■ TRY IT:
Below are lines of data; restate word for word those running from the line containing "Target: stone cathedral facade" to the line containing "Spot the low", inclusive, and no others.

■ DATA TO EXAMINE:
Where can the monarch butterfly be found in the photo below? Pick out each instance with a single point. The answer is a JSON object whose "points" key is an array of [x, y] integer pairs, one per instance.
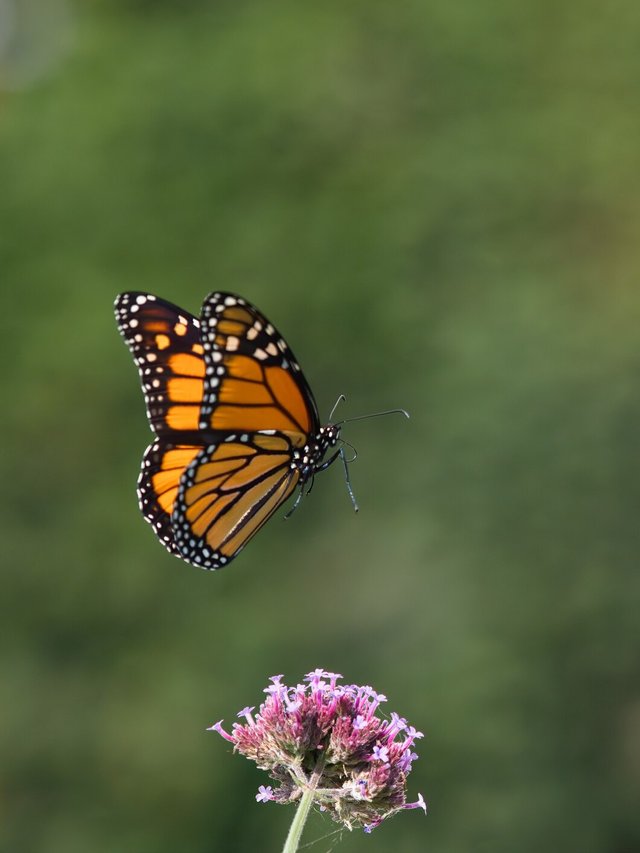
{"points": [[236, 424]]}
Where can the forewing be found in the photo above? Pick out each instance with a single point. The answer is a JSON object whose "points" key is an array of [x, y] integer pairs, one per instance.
{"points": [[227, 493], [165, 343], [253, 380], [163, 465]]}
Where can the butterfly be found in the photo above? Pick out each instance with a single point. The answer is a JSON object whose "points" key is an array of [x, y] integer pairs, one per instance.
{"points": [[236, 424]]}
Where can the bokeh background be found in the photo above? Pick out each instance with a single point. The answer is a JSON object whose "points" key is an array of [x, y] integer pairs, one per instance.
{"points": [[439, 205]]}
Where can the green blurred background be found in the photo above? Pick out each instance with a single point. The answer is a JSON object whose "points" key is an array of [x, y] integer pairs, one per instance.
{"points": [[439, 206]]}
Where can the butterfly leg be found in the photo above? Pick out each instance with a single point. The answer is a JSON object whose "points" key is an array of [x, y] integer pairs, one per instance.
{"points": [[297, 501], [348, 479]]}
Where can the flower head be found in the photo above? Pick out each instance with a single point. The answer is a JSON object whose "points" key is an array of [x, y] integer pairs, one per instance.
{"points": [[326, 738]]}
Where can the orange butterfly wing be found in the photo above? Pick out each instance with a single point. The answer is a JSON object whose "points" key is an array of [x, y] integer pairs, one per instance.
{"points": [[230, 406], [165, 343], [253, 379], [227, 493]]}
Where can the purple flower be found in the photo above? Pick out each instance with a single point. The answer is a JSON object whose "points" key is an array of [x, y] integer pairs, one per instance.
{"points": [[324, 740], [265, 793]]}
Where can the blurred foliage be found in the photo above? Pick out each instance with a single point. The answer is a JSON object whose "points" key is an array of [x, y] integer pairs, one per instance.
{"points": [[438, 204]]}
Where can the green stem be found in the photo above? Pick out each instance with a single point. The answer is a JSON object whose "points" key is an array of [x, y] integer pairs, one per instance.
{"points": [[302, 812], [299, 820]]}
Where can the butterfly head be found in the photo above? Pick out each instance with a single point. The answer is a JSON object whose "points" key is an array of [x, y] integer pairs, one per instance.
{"points": [[310, 458]]}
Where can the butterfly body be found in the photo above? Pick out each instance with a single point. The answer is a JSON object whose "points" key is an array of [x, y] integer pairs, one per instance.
{"points": [[237, 428]]}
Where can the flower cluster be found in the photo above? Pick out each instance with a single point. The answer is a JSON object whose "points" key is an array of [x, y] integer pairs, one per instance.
{"points": [[326, 738]]}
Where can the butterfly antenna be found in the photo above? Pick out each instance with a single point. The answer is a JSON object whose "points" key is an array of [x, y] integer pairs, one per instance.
{"points": [[373, 415], [341, 399], [355, 452]]}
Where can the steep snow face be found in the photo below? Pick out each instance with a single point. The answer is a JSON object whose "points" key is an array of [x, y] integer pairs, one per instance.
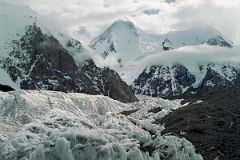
{"points": [[124, 42], [78, 126], [38, 58], [13, 22]]}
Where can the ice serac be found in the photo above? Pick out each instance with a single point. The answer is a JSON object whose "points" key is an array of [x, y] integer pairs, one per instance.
{"points": [[36, 58], [50, 125]]}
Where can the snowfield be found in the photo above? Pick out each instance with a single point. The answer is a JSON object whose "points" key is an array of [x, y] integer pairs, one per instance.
{"points": [[54, 125]]}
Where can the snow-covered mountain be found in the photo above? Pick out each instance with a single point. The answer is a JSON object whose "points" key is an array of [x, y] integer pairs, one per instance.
{"points": [[176, 80], [124, 42], [188, 70], [170, 64], [54, 125], [34, 57]]}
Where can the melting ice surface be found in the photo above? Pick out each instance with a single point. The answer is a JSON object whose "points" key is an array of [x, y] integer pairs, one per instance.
{"points": [[46, 125]]}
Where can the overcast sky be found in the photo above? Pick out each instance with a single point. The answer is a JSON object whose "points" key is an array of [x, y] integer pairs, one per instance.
{"points": [[91, 17]]}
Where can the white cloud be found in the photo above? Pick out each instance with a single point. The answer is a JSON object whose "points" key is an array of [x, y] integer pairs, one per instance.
{"points": [[96, 15]]}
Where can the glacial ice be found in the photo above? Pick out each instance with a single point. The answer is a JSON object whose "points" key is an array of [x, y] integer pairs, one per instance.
{"points": [[64, 126]]}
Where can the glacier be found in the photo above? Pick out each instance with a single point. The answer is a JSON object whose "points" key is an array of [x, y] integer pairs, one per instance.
{"points": [[45, 125]]}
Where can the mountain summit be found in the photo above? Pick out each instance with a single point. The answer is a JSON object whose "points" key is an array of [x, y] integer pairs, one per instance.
{"points": [[124, 42], [33, 57]]}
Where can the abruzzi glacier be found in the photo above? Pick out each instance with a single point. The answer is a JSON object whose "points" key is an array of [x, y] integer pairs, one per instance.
{"points": [[119, 80], [53, 125]]}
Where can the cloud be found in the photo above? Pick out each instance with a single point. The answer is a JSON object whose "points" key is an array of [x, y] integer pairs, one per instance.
{"points": [[189, 56], [97, 15]]}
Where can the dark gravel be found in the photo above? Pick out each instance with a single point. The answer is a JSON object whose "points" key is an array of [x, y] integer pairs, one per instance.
{"points": [[213, 126]]}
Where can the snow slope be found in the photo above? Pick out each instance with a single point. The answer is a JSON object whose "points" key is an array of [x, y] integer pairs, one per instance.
{"points": [[54, 125], [14, 22], [124, 43], [191, 68]]}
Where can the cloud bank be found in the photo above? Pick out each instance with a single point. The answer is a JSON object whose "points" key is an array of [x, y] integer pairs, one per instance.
{"points": [[165, 15]]}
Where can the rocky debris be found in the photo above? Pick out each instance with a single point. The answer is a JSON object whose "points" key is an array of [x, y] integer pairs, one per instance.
{"points": [[5, 88], [40, 61], [160, 81], [177, 80], [213, 126]]}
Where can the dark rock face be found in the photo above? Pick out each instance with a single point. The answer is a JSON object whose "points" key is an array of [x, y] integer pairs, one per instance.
{"points": [[167, 45], [160, 81], [109, 82], [5, 88], [213, 126], [218, 41], [176, 81], [41, 62]]}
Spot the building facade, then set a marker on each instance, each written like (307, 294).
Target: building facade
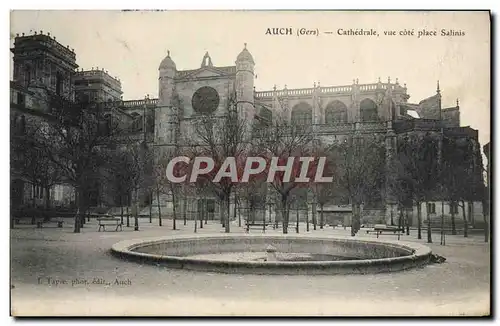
(335, 113)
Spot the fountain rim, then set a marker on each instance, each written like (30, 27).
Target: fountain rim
(418, 254)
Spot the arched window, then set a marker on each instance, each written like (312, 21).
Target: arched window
(335, 112)
(368, 110)
(302, 114)
(59, 83)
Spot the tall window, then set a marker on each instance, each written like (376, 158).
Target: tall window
(27, 76)
(335, 112)
(302, 114)
(59, 83)
(453, 208)
(431, 208)
(368, 110)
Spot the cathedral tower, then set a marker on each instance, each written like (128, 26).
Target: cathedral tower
(43, 63)
(166, 113)
(244, 85)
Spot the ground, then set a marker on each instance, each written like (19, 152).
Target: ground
(460, 286)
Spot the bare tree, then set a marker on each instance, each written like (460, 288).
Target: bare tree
(461, 176)
(284, 140)
(29, 160)
(220, 138)
(418, 158)
(77, 143)
(360, 169)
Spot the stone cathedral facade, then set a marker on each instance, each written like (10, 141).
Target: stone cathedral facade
(379, 108)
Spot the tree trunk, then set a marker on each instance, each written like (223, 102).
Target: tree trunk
(237, 206)
(234, 212)
(470, 214)
(227, 202)
(121, 210)
(264, 220)
(159, 206)
(453, 226)
(284, 213)
(307, 218)
(466, 224)
(429, 227)
(184, 209)
(136, 210)
(419, 220)
(33, 218)
(174, 208)
(47, 203)
(407, 222)
(442, 224)
(203, 211)
(196, 218)
(151, 207)
(356, 218)
(314, 216)
(322, 216)
(80, 211)
(486, 222)
(128, 217)
(297, 226)
(221, 212)
(400, 219)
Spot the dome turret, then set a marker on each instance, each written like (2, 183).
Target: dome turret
(245, 55)
(167, 63)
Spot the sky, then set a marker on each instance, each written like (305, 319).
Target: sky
(131, 45)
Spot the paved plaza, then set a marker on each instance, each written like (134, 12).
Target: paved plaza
(57, 272)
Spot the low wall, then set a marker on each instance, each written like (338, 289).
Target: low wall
(373, 256)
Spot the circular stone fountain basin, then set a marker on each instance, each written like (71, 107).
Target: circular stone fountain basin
(299, 254)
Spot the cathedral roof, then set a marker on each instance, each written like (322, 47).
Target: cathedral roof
(245, 55)
(167, 62)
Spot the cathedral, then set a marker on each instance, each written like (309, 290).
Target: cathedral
(43, 66)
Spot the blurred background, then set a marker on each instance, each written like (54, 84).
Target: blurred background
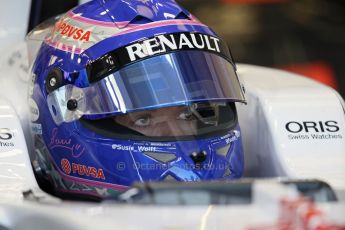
(302, 36)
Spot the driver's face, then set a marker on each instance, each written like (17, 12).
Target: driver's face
(166, 122)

■ REPLY:
Target: stone cathedral facade
(379, 108)
Spot the tree trunk, then set a marker on each instance, each written like (223, 102).
Target: tree trunk
(237, 206)
(234, 212)
(470, 214)
(227, 202)
(121, 210)
(264, 220)
(159, 206)
(453, 226)
(284, 213)
(307, 218)
(466, 224)
(429, 227)
(184, 209)
(136, 210)
(419, 220)
(33, 218)
(174, 208)
(47, 203)
(407, 222)
(442, 224)
(203, 211)
(196, 218)
(151, 207)
(356, 218)
(314, 216)
(322, 216)
(80, 211)
(486, 222)
(128, 217)
(297, 226)
(221, 212)
(400, 219)
Spot the dome turret, then set a marker on each instance, each written like (2, 183).
Target: dome turret
(245, 55)
(167, 63)
Spot the sky, then set a marker on each instance, each written like (305, 319).
Target: sky
(131, 45)
Spot the paved plaza, then set a marker on each instance, each written like (134, 12).
Target: paved plaza
(57, 272)
Spot the low wall, then set a marker on each instance, each written like (338, 289).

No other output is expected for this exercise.